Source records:
-------------------------

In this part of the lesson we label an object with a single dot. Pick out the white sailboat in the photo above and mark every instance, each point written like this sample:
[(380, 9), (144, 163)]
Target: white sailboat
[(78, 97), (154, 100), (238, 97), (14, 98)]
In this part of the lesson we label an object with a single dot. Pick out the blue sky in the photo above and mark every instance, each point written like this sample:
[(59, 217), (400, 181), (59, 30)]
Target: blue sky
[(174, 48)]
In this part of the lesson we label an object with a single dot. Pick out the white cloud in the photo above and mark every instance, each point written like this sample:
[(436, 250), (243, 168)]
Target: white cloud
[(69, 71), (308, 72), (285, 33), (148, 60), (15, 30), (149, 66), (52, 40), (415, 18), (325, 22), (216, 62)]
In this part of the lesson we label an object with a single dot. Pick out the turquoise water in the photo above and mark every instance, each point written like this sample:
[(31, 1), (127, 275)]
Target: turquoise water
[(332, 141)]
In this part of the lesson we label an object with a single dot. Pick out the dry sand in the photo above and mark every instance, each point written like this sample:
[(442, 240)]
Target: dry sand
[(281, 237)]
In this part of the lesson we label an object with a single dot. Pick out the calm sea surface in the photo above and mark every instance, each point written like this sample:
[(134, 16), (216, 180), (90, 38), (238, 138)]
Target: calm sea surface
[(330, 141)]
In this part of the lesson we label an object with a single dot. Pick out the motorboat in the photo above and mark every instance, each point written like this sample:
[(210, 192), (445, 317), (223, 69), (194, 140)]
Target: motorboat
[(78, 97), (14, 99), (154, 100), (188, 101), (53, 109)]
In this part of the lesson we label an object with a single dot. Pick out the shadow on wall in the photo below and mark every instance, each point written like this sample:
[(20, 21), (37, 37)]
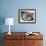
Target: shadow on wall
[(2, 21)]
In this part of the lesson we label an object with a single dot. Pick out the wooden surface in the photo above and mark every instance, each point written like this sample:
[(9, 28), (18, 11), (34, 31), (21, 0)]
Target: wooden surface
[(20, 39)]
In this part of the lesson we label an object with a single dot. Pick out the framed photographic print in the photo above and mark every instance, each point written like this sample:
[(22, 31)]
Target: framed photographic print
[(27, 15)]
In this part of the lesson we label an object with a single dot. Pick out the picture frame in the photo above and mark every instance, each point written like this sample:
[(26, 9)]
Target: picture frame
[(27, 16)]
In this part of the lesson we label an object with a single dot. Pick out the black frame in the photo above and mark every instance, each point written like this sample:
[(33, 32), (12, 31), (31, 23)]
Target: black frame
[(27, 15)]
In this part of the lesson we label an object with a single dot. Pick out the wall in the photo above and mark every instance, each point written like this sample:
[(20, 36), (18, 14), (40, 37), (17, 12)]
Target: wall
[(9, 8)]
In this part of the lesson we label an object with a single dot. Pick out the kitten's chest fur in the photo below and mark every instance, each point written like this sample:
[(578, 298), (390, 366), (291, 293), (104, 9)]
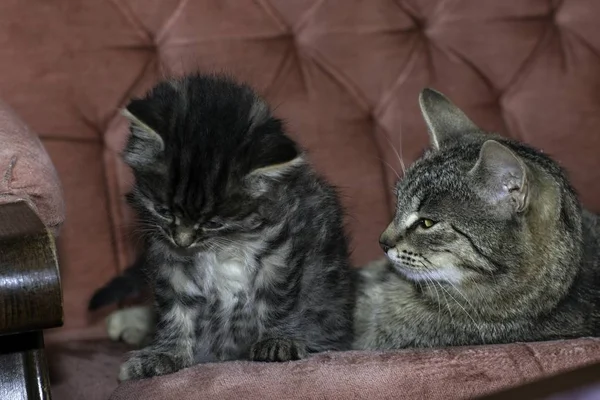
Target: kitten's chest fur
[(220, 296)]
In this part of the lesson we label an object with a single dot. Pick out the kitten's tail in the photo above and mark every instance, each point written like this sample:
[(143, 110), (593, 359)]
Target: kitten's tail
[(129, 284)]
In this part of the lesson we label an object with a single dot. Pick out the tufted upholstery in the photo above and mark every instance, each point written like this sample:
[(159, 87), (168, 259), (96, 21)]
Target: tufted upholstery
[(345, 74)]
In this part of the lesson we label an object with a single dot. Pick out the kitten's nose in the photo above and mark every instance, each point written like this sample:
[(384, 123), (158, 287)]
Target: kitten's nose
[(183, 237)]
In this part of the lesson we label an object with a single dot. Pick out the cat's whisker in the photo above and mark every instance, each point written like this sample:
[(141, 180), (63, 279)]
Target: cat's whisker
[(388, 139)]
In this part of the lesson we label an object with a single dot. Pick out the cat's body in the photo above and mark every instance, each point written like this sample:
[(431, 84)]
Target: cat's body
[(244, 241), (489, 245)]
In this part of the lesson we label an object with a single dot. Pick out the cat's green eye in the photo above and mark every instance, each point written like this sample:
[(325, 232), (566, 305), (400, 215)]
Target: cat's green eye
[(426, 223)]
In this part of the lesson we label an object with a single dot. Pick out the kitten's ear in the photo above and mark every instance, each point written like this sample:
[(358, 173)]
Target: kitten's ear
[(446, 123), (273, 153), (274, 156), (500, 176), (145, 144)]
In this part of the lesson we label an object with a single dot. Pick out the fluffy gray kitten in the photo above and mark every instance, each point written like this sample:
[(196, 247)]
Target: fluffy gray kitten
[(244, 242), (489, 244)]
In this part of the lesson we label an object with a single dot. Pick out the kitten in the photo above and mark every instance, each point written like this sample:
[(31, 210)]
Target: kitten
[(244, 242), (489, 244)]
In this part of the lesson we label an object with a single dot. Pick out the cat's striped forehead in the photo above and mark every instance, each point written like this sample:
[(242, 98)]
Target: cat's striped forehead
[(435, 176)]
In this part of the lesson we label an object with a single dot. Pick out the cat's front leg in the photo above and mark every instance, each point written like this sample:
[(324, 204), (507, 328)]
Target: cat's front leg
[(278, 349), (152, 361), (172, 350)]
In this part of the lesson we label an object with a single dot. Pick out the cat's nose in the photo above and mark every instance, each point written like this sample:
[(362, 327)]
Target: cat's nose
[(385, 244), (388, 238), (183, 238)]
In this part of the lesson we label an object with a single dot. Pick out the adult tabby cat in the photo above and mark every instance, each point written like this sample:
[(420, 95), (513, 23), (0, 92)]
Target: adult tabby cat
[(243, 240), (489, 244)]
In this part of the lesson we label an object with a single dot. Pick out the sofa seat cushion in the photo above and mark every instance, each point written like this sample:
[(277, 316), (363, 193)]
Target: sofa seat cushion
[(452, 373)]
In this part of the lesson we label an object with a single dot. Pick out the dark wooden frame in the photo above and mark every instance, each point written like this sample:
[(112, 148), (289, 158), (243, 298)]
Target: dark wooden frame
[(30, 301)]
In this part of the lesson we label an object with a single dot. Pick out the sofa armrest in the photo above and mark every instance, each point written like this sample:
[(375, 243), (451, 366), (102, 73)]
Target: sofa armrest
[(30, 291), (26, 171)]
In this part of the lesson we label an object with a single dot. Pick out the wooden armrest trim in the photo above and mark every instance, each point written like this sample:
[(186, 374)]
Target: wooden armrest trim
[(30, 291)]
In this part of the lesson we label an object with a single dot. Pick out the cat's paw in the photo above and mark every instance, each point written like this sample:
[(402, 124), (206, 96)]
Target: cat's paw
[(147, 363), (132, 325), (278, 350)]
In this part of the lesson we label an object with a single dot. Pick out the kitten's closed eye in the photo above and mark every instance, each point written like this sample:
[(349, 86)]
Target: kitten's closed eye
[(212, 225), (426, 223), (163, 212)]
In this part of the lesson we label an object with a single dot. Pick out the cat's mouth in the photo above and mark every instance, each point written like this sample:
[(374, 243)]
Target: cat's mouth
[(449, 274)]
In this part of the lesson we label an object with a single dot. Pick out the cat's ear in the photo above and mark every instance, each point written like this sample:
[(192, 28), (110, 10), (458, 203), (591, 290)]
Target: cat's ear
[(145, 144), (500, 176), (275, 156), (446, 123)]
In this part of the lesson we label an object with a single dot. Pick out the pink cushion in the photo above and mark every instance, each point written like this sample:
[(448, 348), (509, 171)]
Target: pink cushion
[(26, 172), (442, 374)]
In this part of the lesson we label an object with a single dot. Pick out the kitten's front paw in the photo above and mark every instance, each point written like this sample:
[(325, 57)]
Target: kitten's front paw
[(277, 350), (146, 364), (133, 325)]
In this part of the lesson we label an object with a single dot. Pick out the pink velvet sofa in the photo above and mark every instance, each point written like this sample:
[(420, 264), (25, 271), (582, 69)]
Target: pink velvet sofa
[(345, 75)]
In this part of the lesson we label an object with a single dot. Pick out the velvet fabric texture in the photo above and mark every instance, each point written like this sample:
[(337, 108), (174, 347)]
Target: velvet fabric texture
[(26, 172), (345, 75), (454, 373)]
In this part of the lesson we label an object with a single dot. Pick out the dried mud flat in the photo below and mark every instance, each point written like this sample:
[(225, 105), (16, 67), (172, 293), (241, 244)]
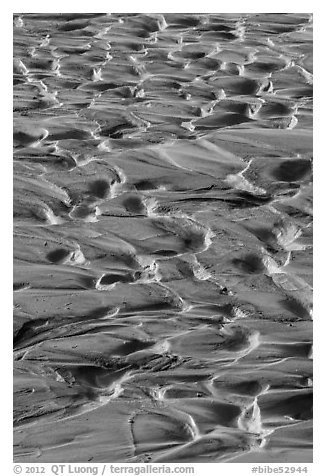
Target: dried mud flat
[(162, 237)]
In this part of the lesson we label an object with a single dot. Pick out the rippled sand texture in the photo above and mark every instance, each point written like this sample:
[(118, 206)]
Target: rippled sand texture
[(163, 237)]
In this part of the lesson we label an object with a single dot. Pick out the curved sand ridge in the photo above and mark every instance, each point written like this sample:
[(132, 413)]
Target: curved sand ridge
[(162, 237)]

-------------------------

* **What you are asked to do**
Rewrite the records from their first line up to and including the line with "[(78, 97), (154, 100), (238, 97), (14, 98)]", replacing "sailboat" with "yacht" and leaving everything else unchanged.

* **Right answer**
In this part of the lesson we label an object with a single dot. Pick out the white yacht in the photo above and mark every instance, each point written like this sample:
[(380, 9), (144, 163)]
Target: white yacht
[(78, 97), (154, 100), (238, 97), (14, 98)]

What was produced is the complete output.